Source material —
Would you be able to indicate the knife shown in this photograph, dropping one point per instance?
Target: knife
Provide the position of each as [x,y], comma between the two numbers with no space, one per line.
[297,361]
...
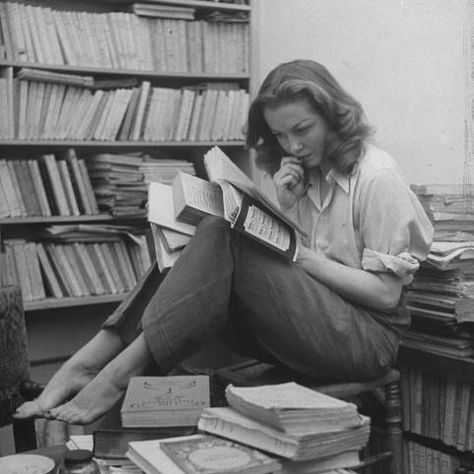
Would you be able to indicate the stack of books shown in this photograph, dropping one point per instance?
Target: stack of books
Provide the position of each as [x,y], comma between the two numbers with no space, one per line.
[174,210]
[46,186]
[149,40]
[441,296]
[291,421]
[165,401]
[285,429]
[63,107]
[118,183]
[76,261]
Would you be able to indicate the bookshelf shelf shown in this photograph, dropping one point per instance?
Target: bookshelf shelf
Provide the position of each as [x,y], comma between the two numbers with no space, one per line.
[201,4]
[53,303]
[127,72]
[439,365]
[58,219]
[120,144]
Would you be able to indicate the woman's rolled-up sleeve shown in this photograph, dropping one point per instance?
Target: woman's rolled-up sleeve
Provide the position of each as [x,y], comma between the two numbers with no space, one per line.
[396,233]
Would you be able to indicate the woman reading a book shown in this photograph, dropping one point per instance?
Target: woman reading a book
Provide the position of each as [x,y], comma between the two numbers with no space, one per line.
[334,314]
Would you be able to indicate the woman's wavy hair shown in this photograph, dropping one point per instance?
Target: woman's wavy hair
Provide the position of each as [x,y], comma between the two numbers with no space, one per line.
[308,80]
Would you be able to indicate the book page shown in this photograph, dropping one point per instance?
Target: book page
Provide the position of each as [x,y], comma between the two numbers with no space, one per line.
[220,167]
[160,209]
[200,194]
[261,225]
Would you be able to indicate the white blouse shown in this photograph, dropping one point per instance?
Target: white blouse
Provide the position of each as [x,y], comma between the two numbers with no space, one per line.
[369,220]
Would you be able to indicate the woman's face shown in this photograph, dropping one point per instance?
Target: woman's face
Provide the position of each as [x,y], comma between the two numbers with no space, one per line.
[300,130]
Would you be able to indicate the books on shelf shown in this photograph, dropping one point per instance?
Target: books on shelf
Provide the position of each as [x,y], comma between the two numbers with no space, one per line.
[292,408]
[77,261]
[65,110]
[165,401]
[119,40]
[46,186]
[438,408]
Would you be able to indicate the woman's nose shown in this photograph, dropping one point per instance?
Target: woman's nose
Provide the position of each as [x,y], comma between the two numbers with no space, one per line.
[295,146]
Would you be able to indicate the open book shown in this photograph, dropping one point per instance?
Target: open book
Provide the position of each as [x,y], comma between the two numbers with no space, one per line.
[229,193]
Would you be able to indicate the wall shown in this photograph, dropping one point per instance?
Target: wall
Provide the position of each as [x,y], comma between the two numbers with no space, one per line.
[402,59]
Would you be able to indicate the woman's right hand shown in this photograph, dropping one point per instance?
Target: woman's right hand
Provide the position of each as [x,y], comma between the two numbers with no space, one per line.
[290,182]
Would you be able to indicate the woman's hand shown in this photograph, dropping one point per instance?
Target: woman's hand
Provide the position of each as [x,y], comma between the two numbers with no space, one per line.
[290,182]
* * *
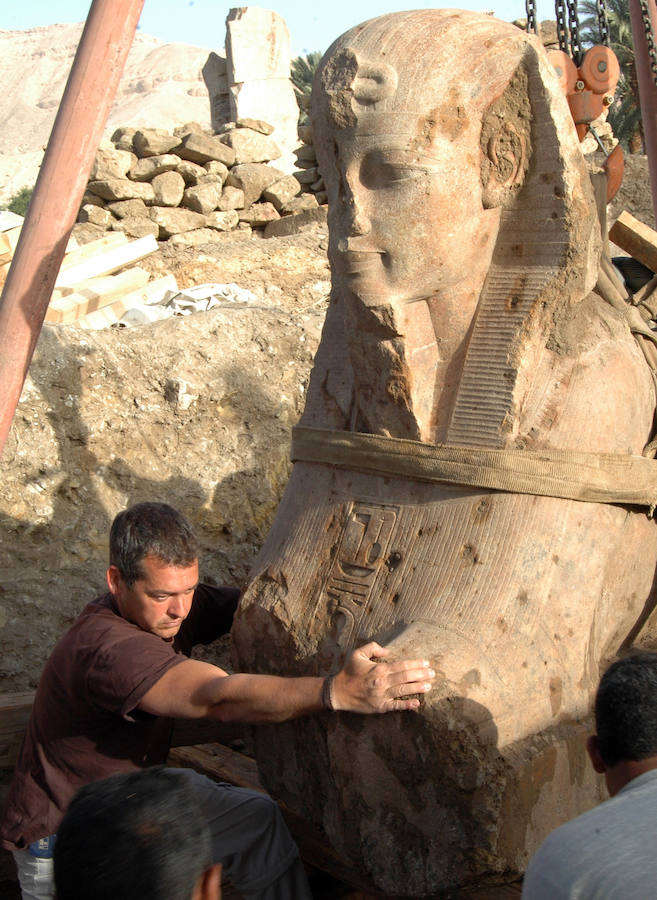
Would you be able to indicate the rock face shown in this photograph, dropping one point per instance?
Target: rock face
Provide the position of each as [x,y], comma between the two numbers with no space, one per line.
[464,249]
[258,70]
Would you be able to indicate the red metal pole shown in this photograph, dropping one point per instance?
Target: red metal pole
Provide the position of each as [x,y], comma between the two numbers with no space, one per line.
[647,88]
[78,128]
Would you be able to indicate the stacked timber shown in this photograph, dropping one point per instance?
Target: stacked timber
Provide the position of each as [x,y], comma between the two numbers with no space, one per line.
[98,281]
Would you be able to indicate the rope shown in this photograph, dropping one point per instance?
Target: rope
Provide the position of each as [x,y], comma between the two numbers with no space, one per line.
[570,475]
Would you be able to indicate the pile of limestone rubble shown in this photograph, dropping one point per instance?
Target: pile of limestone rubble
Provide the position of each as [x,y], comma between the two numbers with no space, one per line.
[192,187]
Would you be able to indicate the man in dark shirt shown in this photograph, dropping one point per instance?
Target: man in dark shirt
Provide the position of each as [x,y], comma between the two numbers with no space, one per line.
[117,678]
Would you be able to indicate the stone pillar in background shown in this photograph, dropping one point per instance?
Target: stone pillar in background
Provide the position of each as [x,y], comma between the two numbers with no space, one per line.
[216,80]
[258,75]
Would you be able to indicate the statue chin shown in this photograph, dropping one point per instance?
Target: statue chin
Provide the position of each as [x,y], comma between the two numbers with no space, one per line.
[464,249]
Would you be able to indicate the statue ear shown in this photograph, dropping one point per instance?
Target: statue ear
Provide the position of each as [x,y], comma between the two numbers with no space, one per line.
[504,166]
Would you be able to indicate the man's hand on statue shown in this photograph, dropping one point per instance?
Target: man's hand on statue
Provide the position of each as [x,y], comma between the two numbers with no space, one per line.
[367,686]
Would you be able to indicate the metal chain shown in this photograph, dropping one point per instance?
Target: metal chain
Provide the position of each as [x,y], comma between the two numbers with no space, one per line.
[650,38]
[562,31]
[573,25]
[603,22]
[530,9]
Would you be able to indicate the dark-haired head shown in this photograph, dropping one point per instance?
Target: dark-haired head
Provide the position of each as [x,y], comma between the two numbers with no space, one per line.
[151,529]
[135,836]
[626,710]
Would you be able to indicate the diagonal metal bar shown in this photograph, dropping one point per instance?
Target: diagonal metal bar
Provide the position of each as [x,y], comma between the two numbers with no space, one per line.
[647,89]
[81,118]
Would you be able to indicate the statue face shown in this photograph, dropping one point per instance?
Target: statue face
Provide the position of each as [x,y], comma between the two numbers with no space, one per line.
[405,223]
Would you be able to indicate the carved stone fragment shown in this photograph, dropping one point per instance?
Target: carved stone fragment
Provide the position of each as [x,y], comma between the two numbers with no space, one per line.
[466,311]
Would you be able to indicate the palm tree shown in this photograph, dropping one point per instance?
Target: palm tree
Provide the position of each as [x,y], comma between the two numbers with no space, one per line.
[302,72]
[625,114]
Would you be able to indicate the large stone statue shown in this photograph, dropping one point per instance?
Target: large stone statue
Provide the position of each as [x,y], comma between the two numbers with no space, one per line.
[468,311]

Goal of the exercise — Every line that holds the word "fragment" should be copied from the listing.

Output for this task —
Would you be able to indicate the carved stone fragment shown in this photograph, dropping one point per instance?
Target: carved stone fragment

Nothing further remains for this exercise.